Work to be completed:
Take the line that contains "Reviewer note: every instance of the bunch" as the first line and the final line of the records as the last; return exactly those lines and the lines between.

Items:
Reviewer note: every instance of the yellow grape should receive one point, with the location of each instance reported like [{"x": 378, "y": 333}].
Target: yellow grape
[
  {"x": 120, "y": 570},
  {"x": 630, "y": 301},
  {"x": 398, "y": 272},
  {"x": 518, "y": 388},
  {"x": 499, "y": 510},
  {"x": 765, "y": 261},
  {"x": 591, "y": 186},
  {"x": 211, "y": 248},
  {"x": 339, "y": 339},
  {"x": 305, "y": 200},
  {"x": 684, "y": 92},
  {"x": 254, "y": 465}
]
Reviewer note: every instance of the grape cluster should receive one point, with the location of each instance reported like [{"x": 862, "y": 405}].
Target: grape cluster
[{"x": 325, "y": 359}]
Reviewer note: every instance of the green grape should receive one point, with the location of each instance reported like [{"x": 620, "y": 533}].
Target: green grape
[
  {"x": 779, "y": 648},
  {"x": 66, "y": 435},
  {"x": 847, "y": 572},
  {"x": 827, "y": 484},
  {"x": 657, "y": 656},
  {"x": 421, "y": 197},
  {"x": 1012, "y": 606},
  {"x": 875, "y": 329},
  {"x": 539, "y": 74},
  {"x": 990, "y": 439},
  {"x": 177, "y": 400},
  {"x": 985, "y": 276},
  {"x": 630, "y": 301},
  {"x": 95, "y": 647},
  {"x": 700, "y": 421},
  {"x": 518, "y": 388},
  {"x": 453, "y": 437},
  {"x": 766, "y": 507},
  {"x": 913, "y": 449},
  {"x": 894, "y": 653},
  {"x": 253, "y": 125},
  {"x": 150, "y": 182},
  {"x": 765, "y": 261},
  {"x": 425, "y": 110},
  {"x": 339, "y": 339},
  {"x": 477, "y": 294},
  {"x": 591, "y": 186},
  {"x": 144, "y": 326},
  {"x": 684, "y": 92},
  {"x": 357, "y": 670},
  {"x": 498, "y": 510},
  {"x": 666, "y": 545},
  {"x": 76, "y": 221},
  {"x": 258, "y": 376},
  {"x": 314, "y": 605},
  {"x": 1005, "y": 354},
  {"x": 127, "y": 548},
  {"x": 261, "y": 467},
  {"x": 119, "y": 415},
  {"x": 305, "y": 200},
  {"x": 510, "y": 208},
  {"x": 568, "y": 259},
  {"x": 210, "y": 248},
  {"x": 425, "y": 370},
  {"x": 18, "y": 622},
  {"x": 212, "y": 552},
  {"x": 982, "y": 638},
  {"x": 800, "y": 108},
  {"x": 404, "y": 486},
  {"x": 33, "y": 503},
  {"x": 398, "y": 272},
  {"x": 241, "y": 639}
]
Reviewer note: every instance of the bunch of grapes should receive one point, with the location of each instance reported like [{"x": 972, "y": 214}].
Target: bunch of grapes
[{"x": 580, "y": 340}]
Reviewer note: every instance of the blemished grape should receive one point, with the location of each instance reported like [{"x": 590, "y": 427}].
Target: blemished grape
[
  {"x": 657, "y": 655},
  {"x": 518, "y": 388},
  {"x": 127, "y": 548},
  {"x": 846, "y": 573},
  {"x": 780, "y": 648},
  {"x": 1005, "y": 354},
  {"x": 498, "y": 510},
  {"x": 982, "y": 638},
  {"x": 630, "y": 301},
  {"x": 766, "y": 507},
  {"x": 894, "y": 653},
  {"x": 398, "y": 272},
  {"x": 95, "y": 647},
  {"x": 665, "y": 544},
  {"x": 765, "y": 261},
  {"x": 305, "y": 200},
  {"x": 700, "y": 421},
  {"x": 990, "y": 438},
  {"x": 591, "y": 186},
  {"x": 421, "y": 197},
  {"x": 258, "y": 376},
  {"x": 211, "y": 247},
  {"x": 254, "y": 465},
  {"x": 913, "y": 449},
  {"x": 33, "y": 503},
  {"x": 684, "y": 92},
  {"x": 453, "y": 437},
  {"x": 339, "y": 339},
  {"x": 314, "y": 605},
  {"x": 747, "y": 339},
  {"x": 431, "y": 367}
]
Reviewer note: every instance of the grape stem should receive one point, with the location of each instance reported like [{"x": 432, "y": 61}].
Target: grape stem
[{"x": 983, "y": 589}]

Answer:
Reviewer note: every instance of the bunch of grapes should receive one point, with the location of each instance reported like [{"x": 972, "y": 214}].
Target: bunch of grapes
[{"x": 580, "y": 340}]
Reviewer note: every instance of the blemished grape should receive one point, with the location of each instance reported like [{"x": 590, "y": 427}].
Target: blemished grape
[
  {"x": 657, "y": 655},
  {"x": 518, "y": 388},
  {"x": 127, "y": 548},
  {"x": 846, "y": 573},
  {"x": 780, "y": 648},
  {"x": 1005, "y": 354},
  {"x": 498, "y": 510},
  {"x": 982, "y": 638},
  {"x": 630, "y": 301},
  {"x": 766, "y": 507},
  {"x": 894, "y": 653},
  {"x": 398, "y": 272},
  {"x": 95, "y": 647},
  {"x": 665, "y": 544},
  {"x": 765, "y": 261},
  {"x": 305, "y": 200},
  {"x": 700, "y": 421},
  {"x": 990, "y": 438},
  {"x": 591, "y": 186},
  {"x": 421, "y": 197},
  {"x": 258, "y": 376},
  {"x": 211, "y": 247},
  {"x": 254, "y": 465},
  {"x": 913, "y": 449},
  {"x": 33, "y": 503},
  {"x": 684, "y": 92},
  {"x": 453, "y": 437},
  {"x": 339, "y": 339},
  {"x": 314, "y": 605},
  {"x": 747, "y": 339},
  {"x": 431, "y": 367}
]
Reviewer note: every instance of the grape stem should receive one point, with the location of each instance reported like [{"x": 432, "y": 61}].
Target: grape stem
[{"x": 983, "y": 589}]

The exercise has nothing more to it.